> _LISTED ENTRIES_:
^^^^
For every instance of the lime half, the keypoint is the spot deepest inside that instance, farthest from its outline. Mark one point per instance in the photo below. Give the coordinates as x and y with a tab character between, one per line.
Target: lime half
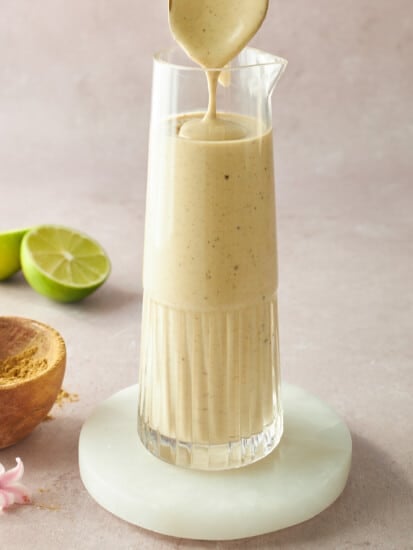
^^^^
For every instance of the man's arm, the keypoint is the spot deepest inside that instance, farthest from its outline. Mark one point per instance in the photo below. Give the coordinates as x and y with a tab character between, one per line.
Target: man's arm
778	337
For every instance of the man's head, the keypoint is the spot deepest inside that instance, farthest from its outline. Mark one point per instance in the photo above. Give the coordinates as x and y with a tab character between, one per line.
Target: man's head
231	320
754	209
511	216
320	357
^^^^
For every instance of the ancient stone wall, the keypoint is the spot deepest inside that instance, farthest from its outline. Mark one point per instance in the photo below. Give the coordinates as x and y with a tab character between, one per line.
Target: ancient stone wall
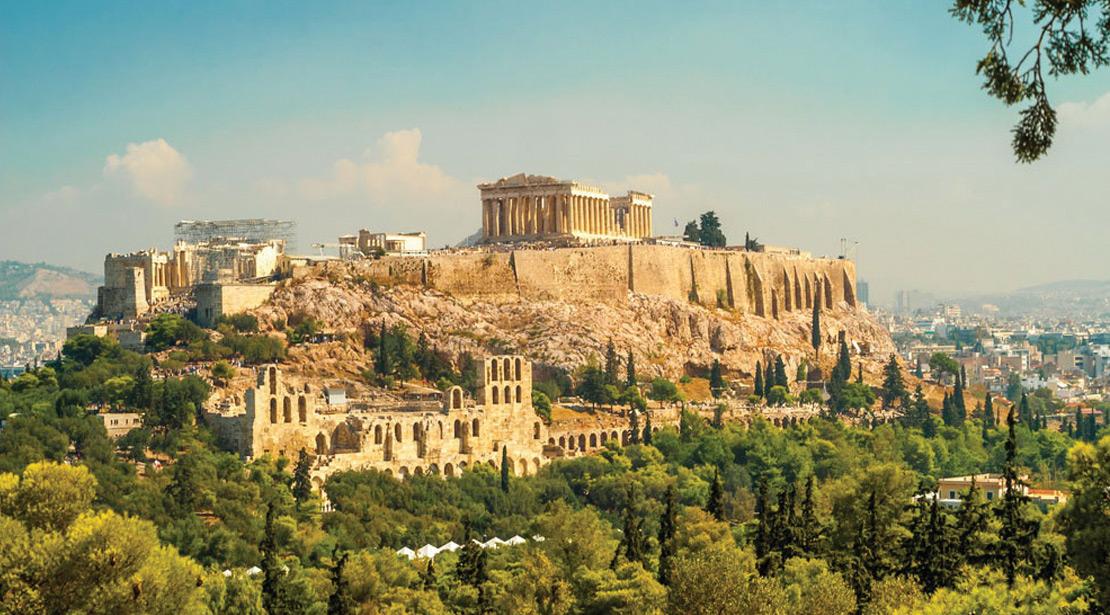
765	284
^^^^
> _YOUR OBJECTIVE_: Reproduce word for word the lines from the one containing "For every instance of the lime" through the one containing "Target: lime half", inclusive.

> _TASK SOLUTION_:
For every instance of the lime half, the keypoint is the spot deepest inside that instance, farthest from its outline. Mark one point per instance in the photo below. Give the coordinates as x and y with a tab character between, one per line.
Target: lime half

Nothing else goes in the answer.